> _Given data_
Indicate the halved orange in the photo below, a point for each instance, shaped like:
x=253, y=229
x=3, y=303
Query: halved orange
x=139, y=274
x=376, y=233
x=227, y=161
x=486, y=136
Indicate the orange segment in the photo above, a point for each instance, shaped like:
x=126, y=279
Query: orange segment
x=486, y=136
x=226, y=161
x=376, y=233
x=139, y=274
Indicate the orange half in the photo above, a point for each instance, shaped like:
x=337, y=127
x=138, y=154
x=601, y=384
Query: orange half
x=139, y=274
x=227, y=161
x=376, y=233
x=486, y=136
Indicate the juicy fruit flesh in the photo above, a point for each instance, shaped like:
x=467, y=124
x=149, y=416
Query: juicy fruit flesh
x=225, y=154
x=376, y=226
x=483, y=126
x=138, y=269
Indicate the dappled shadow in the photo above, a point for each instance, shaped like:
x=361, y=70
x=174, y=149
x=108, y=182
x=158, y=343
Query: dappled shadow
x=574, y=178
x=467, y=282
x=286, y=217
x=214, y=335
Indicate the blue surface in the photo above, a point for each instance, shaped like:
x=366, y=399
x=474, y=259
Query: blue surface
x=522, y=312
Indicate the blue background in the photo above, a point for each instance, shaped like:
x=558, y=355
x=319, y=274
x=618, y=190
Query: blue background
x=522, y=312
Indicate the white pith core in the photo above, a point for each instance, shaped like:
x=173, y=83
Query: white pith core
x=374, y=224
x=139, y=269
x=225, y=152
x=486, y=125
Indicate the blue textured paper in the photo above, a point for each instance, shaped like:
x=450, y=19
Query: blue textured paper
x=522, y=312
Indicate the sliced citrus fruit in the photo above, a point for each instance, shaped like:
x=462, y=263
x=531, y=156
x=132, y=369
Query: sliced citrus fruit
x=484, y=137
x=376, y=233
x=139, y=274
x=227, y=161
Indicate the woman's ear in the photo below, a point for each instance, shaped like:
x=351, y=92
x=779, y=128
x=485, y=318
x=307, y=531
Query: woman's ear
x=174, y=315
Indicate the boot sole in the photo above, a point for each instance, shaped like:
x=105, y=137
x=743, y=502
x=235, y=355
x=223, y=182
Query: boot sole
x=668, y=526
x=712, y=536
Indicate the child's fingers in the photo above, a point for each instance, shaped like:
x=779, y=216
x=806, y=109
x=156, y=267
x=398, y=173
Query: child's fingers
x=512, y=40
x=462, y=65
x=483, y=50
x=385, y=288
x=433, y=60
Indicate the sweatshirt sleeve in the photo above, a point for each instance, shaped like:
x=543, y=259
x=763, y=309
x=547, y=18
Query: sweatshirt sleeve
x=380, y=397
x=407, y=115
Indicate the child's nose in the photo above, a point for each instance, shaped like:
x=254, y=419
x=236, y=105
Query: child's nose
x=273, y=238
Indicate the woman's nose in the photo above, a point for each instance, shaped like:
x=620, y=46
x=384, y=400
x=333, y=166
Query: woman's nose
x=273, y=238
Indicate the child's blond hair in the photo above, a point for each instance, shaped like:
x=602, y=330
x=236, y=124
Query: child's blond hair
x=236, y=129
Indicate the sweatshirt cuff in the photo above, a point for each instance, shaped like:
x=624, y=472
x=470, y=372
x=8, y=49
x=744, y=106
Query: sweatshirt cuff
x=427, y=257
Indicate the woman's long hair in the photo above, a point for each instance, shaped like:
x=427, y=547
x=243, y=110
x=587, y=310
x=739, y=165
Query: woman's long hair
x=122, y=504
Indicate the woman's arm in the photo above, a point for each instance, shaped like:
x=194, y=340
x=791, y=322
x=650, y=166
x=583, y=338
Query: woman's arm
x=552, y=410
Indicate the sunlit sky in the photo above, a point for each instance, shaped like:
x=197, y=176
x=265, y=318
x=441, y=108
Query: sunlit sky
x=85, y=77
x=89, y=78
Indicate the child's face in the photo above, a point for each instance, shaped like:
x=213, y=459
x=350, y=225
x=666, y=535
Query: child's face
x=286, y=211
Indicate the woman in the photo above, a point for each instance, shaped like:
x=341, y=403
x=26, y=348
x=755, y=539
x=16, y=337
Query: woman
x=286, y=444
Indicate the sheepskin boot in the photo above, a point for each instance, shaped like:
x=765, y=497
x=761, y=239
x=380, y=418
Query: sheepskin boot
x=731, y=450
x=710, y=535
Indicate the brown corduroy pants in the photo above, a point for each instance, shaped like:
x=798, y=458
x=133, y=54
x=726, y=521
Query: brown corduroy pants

> _Work order_
Show every line from the entries above in which "corduroy" appears.

> _Exercise output_
Indicate the brown corduroy pants in the photo above, a point for each instance, shaped like:
Query: brown corduroy pants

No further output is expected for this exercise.